What this task involves:
Your answer should hold each line of the material that contains the word "moon".

━━━━━ Material for this exercise ━━━━━

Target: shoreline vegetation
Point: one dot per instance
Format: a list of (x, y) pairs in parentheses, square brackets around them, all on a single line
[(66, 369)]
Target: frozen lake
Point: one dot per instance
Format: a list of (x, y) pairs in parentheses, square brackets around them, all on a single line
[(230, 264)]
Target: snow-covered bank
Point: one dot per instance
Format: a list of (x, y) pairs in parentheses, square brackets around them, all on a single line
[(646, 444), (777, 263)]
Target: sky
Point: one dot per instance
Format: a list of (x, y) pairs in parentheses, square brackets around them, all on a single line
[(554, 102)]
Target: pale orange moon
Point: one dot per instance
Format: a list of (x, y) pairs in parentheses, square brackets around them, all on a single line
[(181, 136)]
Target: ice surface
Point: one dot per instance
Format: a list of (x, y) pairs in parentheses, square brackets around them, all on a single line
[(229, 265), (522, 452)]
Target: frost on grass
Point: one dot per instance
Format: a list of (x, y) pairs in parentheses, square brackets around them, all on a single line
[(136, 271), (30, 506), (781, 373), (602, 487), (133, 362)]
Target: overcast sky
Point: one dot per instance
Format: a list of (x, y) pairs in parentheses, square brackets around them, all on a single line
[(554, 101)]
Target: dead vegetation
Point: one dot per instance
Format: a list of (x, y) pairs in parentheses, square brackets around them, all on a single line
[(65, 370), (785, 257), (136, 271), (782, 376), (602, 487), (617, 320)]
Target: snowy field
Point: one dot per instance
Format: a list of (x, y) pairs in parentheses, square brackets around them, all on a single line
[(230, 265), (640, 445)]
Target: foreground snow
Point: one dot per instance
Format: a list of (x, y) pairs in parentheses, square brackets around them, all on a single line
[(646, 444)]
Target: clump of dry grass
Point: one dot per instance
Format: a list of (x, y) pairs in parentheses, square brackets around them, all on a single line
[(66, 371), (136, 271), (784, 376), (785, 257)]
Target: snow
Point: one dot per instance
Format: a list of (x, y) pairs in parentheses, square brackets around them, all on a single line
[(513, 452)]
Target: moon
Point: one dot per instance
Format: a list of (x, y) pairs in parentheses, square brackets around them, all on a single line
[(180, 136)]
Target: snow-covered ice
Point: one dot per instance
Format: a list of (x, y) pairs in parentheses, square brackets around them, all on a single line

━━━━━

Result for this exercise:
Target: pale orange moon
Target: moon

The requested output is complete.